### The problem
Print only the line with "the wall sconce." and the lines after it, ending with the last line of the material, each exactly as it stands.

### Records for the exercise
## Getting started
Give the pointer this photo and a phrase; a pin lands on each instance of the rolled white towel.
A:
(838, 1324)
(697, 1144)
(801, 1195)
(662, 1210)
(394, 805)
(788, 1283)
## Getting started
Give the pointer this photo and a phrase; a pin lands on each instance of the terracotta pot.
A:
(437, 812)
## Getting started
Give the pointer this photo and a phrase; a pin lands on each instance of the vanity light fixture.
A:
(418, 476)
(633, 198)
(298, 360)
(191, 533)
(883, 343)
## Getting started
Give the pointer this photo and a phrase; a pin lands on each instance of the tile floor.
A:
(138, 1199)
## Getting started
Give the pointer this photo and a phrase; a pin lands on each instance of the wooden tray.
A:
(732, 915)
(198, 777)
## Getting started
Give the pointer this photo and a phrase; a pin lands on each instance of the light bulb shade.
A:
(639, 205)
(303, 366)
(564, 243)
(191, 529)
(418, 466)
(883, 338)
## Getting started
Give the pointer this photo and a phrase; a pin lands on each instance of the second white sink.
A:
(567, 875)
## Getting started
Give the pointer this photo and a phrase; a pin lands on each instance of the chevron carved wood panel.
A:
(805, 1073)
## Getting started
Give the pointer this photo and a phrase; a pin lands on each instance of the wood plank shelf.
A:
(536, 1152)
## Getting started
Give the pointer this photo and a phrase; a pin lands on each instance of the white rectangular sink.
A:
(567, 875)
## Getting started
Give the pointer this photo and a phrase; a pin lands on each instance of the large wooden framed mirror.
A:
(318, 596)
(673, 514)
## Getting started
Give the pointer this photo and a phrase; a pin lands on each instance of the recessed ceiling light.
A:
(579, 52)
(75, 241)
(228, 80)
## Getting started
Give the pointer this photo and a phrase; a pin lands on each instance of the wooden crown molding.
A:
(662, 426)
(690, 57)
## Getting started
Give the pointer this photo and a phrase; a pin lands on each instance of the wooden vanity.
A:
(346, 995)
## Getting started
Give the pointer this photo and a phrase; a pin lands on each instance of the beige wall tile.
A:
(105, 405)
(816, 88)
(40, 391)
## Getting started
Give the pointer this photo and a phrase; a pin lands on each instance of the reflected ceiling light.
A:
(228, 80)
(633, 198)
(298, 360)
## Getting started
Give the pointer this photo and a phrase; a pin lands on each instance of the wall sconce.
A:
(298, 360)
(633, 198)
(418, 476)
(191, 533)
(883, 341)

### Problem solution
Give the pointer this photo and a phrase; a pin lands on each instance of the wall sconce.
A:
(298, 360)
(633, 198)
(418, 476)
(191, 533)
(883, 341)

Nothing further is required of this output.